*PARTES DEL EJERCICIO*
• A. Traduce al inglés la siguiente oración del texto sobre la ultraderecha: «Su mordacidad se volcó más hacia las políticas de la administración Biden, dejando a Harris apenas rozada por su veneno.»
• B. Prosigue el texto sobre la ultraderecha con lo que vendría después de su última oración.

*TEXTO EXTRAÍDO*
------

Denunciantes usufructurios: el viaje circular de la ultraderecha

Fuentes: Rebelión

Entre el acting del cambio y la perpetuación

El aquelarre distópico que impregna gran parte del globo se cierne como un torbellino sobre el gradualismo neoliberal, asediándolo, presionándolo y jactándose de ser su versión consecuente, descendencia fiel y valiente, carente de titubeos. En un reciente reportaje televisivo en el único canal al que le concede entrevistas, propiedad del diario más rancio del país, “La Nación”, el presidente Milei expuso sinceramente la autopercepción de ser “el político más relevante del planeta Tierra junto al expresidente estadounidense Trump”. El último, en su reciente contienda con Kamala Harris, mostró una vez más su estilo combativo, aunque contenido en comparación con la ponzoña que destilaba en enfrentamientos pasados, como con Hillary Clinton. Aunque las garras de Trump no llegaron a desgarros personales, su retórica cargada se centró en la descalificación de la competencia de Harris, en el cuestionamiento de su capacidad para liderar. Su mordacidad se volcó más hacia las políticas de la administración Biden, dejando a Harris apenas rozada por su veneno. Milei en cambio, lejos de la contención, continúa su cruzada incendiaria, codeándose con los titanes del capital global para desdeñar por “intrascendentes” a los políticos vernáculos, a quienes describe como “ratas invisibles que jamás van a poder aspirar a eso (…) ¿Qué visión puede tener una rata -se interroga- respecto de un gigante?”. Con una retórica que recuerda el momento cúlmine de la fábula del escorpión y la rana, Milei envenena su propio entorno político, atacando no solo a sus adversarios, sino al tejido mismo que sostiene la esfera pública, los medios de comunicación y la información. Como escribe Eduardo Fidanza en el diario Perfil desde una indignada óptica liberal, lo de Milei no es solo delirio, es la embestida desbocada de un pacto suicida, donde el escorpión no puede evitar picar a la rana, incluso cuando es su única oportunidad de cruzar al otro lado.

------

*CONJUNTO DE REGISTROS*
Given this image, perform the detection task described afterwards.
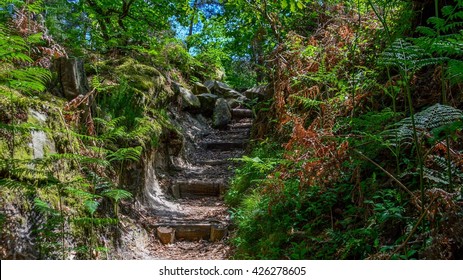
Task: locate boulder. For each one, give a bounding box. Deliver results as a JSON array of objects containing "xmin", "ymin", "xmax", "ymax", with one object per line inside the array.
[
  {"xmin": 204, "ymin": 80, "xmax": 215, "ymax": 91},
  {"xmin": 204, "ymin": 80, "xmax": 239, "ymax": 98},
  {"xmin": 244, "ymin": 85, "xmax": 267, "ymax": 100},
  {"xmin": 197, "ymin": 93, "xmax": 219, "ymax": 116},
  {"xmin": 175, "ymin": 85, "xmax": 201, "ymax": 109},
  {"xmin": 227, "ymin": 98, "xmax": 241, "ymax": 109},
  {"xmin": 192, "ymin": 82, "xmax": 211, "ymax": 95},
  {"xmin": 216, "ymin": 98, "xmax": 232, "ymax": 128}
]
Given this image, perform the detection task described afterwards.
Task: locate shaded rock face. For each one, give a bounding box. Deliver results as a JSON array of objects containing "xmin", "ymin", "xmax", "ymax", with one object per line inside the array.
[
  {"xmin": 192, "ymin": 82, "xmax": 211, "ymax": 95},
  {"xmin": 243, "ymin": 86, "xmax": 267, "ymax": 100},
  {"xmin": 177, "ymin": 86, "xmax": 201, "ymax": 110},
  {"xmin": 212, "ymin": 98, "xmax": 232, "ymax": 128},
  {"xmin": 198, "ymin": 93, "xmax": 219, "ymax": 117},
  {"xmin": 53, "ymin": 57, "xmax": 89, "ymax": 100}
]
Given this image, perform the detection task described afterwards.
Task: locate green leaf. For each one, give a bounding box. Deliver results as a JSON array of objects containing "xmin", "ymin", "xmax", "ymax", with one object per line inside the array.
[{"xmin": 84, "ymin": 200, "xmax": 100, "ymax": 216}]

------

*LAS RESPUESTAS*
• A. His sharp tongue was turned more toward the policies of the Biden administration, leaving Harris barely grazed by his venom.

• B.
Los políticos a los que denomina despectivamente “la casta”, son señalados, no sin fundamentos, como parásitos aferrados al acceso privilegiado a los recursos públicos, para beneficios privados. Figuras que se aprovechan del lazo representativo para anteponer intereses personales mediante diversos mecanismos de tráfico de haciendas e influencias. A los periodistas que velan este oscuro juego o bien los exalta y cobija, Milei los acusa de estar “ensobrados”, es decir coimeados por el poder. Sin embargo, más allá de que presuntamente preferiría prescindir de toda división de poderes y representación plural, ejerciendo una suerte de monarquía decretista, requiere de la propia casta para impulsar leyes y políticas o al menos que se le permita decretar a voluntad, como de hecho viene haciendo. Para ello construyó un espacio político peculiar donde cada candidato debió autofinanciarse la campaña, en una grotesca exhibición de supuesta austeridad low cost, cosa que inmediatamente derivó en una suerte de régimen de franquiciado político, con denuncias diversas de venta de candidaturas. Acusaciones provenientes de personajes insospechados de no estar alineados con la derecha, como Carlos Maslatón o Juan Carlos Blumberg. Aunque la causa judicial fue archivada, lo fue después de su asunción al poder, dejando un rastro de sospechas y deudas políticas.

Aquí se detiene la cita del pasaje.